Dealmaking in 2007 had a distinctly Jekyll-and-Hyde feel. Up to mid-summer, the deal environment was as crowded and frothy as the morning rush at a Times Square Starbucks. Private equity buyers were tapping a seemingly bottomless supply of credit to fuel a record volume of deals. But then, triggered by factors including the collapse of two huge hedge funds, the door to easy money slammed shut. Large leveraged deals made a sudden exit, and deal volume sank by nearly two-thirds.

Despite the topsy-turvy deal flow, there was little movement at the top of our league tables. Sullivan & Cromwell led in value of deals with at least one U.S. principal, posting 14 percent greater deal value than last year. Wach­tell, Lipton, Rosen & Katz rose to second, and Skadden, Arps, Slate, Meagher & Flom dropped to third, with a slight drop in deal value. But Skadden again ranked first in deal volume.

In our rankings of counsel to investment advisers by volume, the top three firms remained unchanged. Dewey Ballantine, now merged into Dewey & LeBoeuf, headed the list, with deal volume and value both up, as its long ties with such investment banks as Credit Suisse, UBS AG, and Lehman Brothers paid off. “Our work stayed pretty steady,” says Morton Pierce, Dewey’s M&A chair. Latham & Watkins and Sullivan & Cromwell once again stood at second and third, respectively.

[Object pointing dataset rows]
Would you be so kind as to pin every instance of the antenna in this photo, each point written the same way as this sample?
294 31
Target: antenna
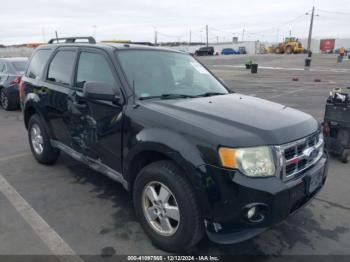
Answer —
133 94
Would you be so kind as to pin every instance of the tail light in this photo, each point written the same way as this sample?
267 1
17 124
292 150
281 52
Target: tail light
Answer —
16 81
325 128
21 89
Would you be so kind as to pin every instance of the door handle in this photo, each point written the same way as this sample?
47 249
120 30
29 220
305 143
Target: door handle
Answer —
80 105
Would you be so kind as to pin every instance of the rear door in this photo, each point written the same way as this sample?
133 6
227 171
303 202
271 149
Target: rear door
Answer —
97 126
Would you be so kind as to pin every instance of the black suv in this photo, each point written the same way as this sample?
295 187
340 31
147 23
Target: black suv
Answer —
198 158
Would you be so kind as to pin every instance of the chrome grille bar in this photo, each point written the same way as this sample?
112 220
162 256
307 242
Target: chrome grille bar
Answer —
295 157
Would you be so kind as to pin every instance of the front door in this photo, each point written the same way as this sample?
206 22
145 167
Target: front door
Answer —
96 126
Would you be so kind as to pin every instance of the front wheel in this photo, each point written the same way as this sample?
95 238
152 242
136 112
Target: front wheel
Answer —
167 208
5 101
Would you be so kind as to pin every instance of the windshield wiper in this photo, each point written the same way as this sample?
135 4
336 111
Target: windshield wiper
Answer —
211 94
167 96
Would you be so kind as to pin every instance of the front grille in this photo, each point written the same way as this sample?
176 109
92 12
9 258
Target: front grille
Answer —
297 156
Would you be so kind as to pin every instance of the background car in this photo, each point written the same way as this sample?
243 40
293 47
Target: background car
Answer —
229 51
11 71
203 51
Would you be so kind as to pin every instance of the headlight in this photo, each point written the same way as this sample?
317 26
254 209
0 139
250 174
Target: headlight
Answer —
252 161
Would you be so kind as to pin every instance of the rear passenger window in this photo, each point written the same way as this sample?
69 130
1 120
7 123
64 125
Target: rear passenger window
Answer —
38 63
93 67
61 67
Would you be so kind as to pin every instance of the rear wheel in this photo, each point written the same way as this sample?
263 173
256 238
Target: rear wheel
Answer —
39 141
345 158
5 101
167 208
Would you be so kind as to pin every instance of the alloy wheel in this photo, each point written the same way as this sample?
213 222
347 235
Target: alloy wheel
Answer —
37 139
160 208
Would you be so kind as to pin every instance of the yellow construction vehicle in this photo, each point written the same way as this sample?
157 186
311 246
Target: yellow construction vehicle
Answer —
291 45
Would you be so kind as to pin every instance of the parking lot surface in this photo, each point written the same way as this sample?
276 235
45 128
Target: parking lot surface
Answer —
69 208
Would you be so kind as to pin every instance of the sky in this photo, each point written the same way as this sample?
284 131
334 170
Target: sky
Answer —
31 21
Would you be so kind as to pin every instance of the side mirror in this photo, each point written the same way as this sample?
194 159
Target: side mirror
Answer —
100 91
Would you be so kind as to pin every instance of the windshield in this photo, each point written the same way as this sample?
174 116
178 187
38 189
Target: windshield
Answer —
19 66
160 73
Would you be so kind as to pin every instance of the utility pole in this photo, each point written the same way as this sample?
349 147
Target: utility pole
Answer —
206 29
94 27
155 37
43 34
310 29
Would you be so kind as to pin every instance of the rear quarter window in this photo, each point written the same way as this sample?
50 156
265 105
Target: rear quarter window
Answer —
37 63
61 67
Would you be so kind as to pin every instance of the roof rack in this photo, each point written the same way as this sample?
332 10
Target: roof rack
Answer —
73 40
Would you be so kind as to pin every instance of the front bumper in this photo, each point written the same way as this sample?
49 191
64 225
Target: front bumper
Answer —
233 192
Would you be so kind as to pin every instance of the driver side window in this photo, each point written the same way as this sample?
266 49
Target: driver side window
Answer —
93 67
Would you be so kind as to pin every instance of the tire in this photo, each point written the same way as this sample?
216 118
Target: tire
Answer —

▶ _WRITTEN PROBLEM 1_
In the 2007 dealmaking article, by about how much did deal volume fall after easy money dried up?
▶ _WRITTEN PROBLEM 2_
In the 2007 dealmaking article, give the stretch from "Dealmaking in 2007" through "by nearly two-thirds." again, replacing "credit" with "financing".
▶ _WRITTEN PROBLEM 3_
Rewrite the paragraph of the 2007 dealmaking article that begins "In our rankings of counsel to investment advisers" as a short bulleted list that keeps its main facts.

▶ _WRITTEN SOLUTION 1_
By nearly two-thirds.

▶ _WRITTEN SOLUTION 2_
Dealmaking in 2007 had a distinctly Jekyll-and-Hyde feel. Up to mid-summer, the deal environment was as crowded and frothy as the morning rush at a Times Square Starbucks. Private equity buyers were tapping a seemingly bottomless supply of financing to fuel a record volume of deals. But then, triggered by factors including the collapse of two huge hedge funds, the door to easy money slammed shut. Large leveraged deals made a sudden exit, and deal volume sank by nearly two-thirds.

▶ _WRITTEN SOLUTION 3_
- The top three firms advising investment advisers by volume were unchanged.
- Dewey Ballantine, now merged into Dewey & LeBoeuf, ranked first, with both deal volume and value up.
- Its long ties with investment banks such as Credit Suisse, UBS AG, and Lehman Brothers paid off.
- Morton Pierce, Dewey's M&A chair, said its work stayed pretty steady.
- Latham & Watkins ranked second and Sullivan & Cromwell third.